Правда, делает он это с редкой беззастенчивостью. Изложив за Крутицкого его «прожект», Глумов с той же охотой берется написать для Городулина антикритику на сочинение генерала. Да ведь и впрямь, кому же лучше знать свои слабые места, как не самому автору! Умелого владения литературным ремеслом у Глумова не отнимешь, и он всегда готов продать свое умение тому, кто дороже заплатит.

А всё же Глумов не просто мелкий прихлебатель, и, чтобы оттенить особенность его характера, Островский ставит рядом с ним жалкую фигурку откровенно продажного газетчика, охотника за скандальчиками и пикантными сенсациями, растленного интригана и вымогателя Голутвина. Несмотря на весь свой цинизм, Глумов – не Голутвин, как, несмотря на все свое краснобайство, он не Городулин и, несмотря на все приспособленчество, не Молчалин. Быть может, Глумов и несет в себе отчасти приметы одного, и другого, и третьего, но за вычетом всех знакомых нам черт в этом образе остается нечто, что придает ему главную силу и новизну и что концентрируется в понятии «глумовщина».

*Задание:* Кого, согласно тексту для чтения, Островский ставит рядом с Глумовым, чтобы оттенить особенность его характера? Отвечайте, опираясь только на текст для чтения.

*Строки набора данных:*
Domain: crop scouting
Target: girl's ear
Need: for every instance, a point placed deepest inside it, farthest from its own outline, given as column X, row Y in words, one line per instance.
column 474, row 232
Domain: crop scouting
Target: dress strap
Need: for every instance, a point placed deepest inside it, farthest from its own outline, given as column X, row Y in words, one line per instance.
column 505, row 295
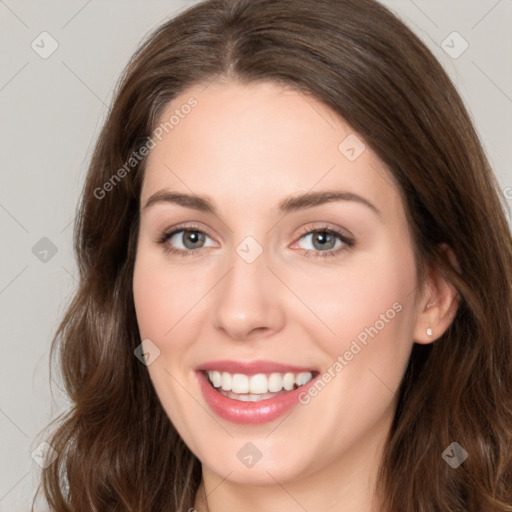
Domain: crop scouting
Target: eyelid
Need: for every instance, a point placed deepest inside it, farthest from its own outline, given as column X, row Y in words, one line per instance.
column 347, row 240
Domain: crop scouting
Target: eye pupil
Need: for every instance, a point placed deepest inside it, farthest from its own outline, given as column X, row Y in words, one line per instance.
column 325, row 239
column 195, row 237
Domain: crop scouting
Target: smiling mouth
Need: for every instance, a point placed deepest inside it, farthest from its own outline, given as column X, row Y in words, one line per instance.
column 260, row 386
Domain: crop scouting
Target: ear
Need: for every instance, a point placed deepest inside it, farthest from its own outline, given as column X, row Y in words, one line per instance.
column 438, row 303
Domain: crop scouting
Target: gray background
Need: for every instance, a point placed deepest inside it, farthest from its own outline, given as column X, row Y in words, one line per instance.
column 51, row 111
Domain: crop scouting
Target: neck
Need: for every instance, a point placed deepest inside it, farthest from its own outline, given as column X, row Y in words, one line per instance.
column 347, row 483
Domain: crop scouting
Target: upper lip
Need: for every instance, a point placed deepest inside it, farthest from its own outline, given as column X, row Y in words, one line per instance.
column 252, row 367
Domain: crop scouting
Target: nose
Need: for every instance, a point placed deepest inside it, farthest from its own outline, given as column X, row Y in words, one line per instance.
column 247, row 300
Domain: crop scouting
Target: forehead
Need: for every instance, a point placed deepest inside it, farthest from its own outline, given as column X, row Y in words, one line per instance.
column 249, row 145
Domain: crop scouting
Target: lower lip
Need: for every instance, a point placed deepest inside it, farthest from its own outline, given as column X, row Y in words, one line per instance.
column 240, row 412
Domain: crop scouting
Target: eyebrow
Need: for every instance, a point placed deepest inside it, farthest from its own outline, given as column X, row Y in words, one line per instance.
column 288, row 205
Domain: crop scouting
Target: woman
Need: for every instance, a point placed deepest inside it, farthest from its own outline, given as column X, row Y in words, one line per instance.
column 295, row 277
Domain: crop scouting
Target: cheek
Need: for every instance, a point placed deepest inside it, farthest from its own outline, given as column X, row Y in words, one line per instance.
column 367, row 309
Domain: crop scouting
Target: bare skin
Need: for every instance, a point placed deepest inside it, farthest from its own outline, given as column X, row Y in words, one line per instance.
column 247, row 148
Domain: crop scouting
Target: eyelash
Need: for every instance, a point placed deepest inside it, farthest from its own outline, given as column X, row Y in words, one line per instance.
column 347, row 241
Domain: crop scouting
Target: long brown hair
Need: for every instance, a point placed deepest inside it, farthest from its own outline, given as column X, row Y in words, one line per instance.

*Ответ:* Откровенно продажного газетчика Голутвина.